[Quoted passage]
Scientists have discovered antibiotic resistance genes in the bacteria of remote tribespeople who have had no contact with the industrialized world or exposure to antibiotic drugs. This discovery suggests that the ability to resist antibiotics was already in the human body long before today’s antibiotic drugs were developed.
The mountains of southern Venezuela are home to an isolated tribe of Yanomami Amerindians that has lived there since their ancestors first settled in South America over 10,000 years ago.
Before their discovery by Westerners in 2009, the tribespeople had had no contact with the modern world or exposure to modern antibiotics.
In the journal Science Advances, researchers from the US and Venezuela describe how they analyzed bacteria from the skin, mouth and intestines of the Yanomami tribe members and found they contained antibiotic resistance genes.
Inappropriate and overuse of antibiotics in medicine and agriculture is fueling a growing global health problem of drug resistance where once powerful drugs are losing their ability to kill emerging “superbug” strains of disease-causing bacteria.
One explanation for the emergence of antibiotic-resistant bacteria is that random mutations in the microbes coupled with their ability to swap genes is spurring the evolution of resistant strains.
But the new study suggests that resistance genes have been around in the human microbiome (the trillions of bacteria that live in and on the body) for thousands of years – long before antibiotic drugs were invented.
Speculating on the findings, the team says antibiotics are not just a human invention. Bacteria evolved strategies to kill each other long before we were around – they were the first inventors of antibiotics. And to defend against this, they developed resistance mechanisms.
The discovery of the Yanomami village gave the team – including Erica C. Pehrsson of the Washington University School of Medicine, St. Louis, MO – the opportunity to study their bacterial flora and compare it to what we already know from Western human populations.
Pehrsson says the tribespeople’s only exposure to antibiotics would have been through ingestion of soil bacteria that make naturally occurring versions of today’s modern antibiotics, and notes:
“Yet we were able to identify several genes in bacteria from their fecal and oral samples that deactivate natural, semi-synthetic and synthetic drugs.”
[/Quoted passage]
[Data block]
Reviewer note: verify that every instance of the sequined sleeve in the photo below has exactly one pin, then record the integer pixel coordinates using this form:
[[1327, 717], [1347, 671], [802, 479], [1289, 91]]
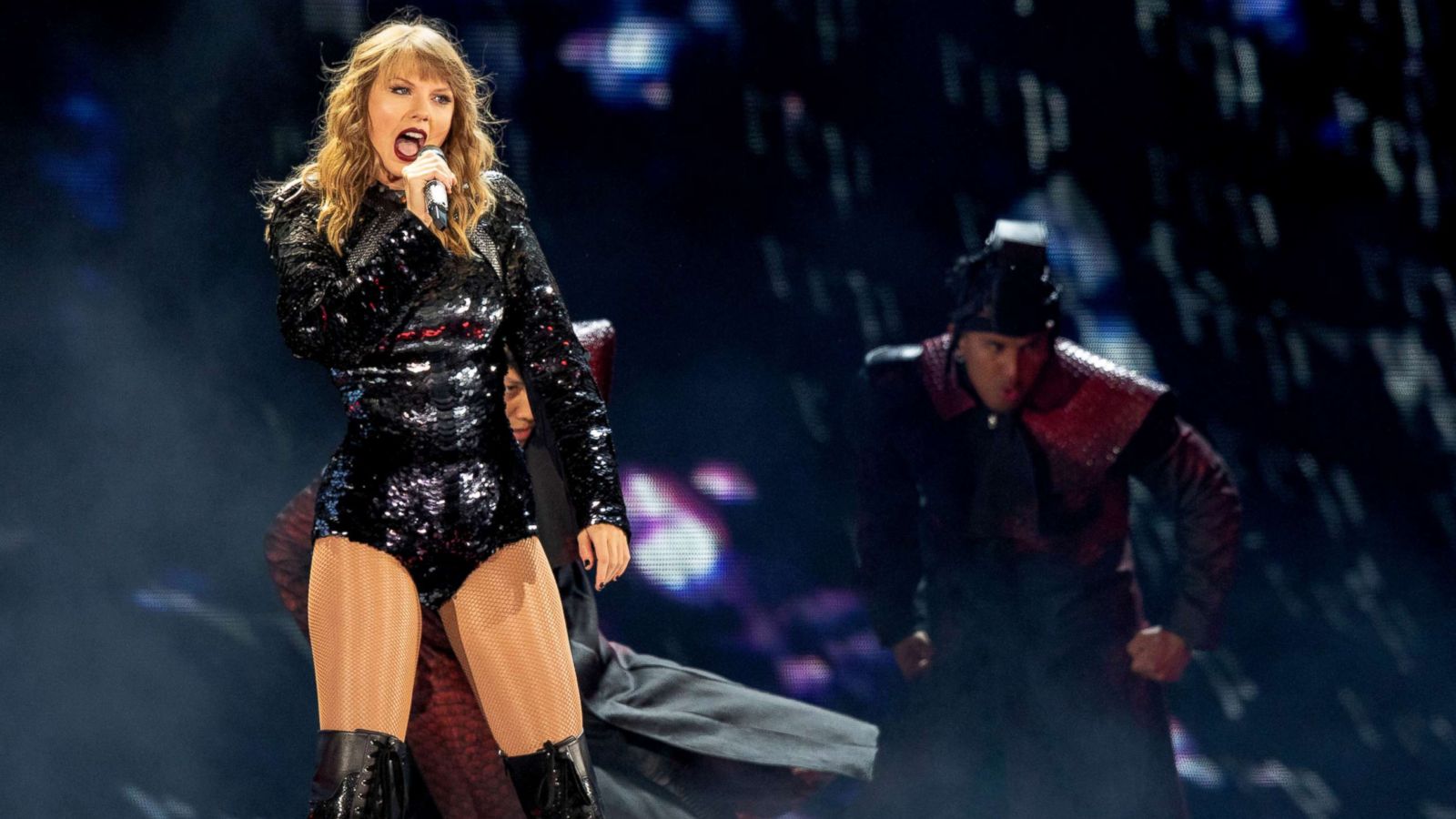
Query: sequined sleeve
[[539, 331], [337, 312], [1181, 470]]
[/Data block]
Task instructions:
Rewrite the part of the antibiotic resistance text from "Inappropriate and overuse" to "of resistant strains.", swapping "agriculture" for "farming".

Answer space:
Inappropriate and overuse of antibiotics in medicine and farming is fueling a growing global health problem of drug resistance where once powerful drugs are losing their ability to kill emerging “superbug” strains of disease-causing bacteria.
One explanation for the emergence of antibiotic-resistant bacteria is that random mutations in the microbes coupled with their ability to swap genes is spurring the evolution of resistant strains.